PROBLEM DETAILS: Filter on the word "path": copy each matching line from the listing below.

ENTRIES SUPPLIED:
"""

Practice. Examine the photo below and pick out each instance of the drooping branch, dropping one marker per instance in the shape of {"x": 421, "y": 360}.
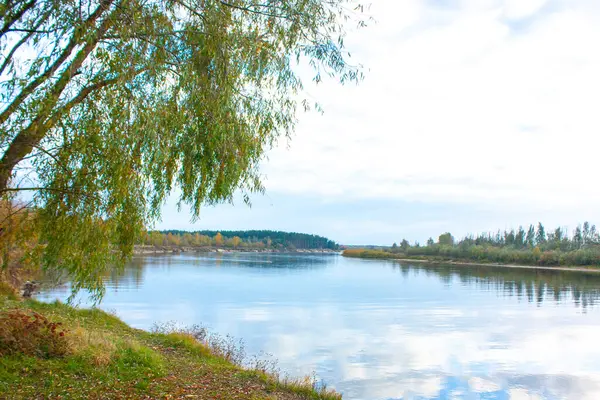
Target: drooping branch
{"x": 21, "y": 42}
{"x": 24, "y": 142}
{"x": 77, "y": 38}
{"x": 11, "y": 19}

"""
"""

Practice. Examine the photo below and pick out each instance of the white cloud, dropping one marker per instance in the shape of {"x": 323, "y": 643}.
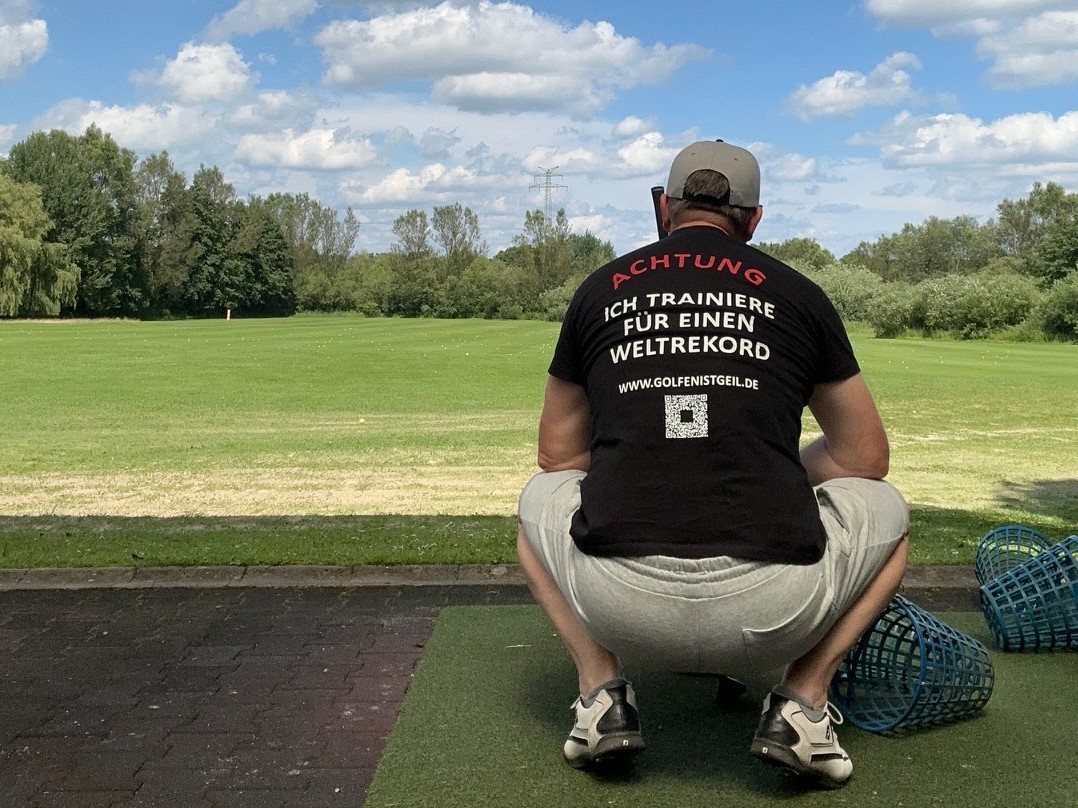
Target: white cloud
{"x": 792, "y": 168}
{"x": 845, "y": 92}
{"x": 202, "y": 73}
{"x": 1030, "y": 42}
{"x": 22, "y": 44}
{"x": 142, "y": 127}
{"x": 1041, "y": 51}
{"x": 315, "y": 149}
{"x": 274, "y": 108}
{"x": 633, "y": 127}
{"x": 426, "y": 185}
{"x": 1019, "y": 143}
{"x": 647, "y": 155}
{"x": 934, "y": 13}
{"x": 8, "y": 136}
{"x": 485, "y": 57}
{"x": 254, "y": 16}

"""
"""

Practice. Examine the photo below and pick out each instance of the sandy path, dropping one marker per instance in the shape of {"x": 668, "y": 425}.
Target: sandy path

"""

WRITTEN SOLUTION:
Practice. Examine the photo below and pick out each instance of the sandy path, dropping one marker per instance in the shape of {"x": 668, "y": 425}.
Target: sandy path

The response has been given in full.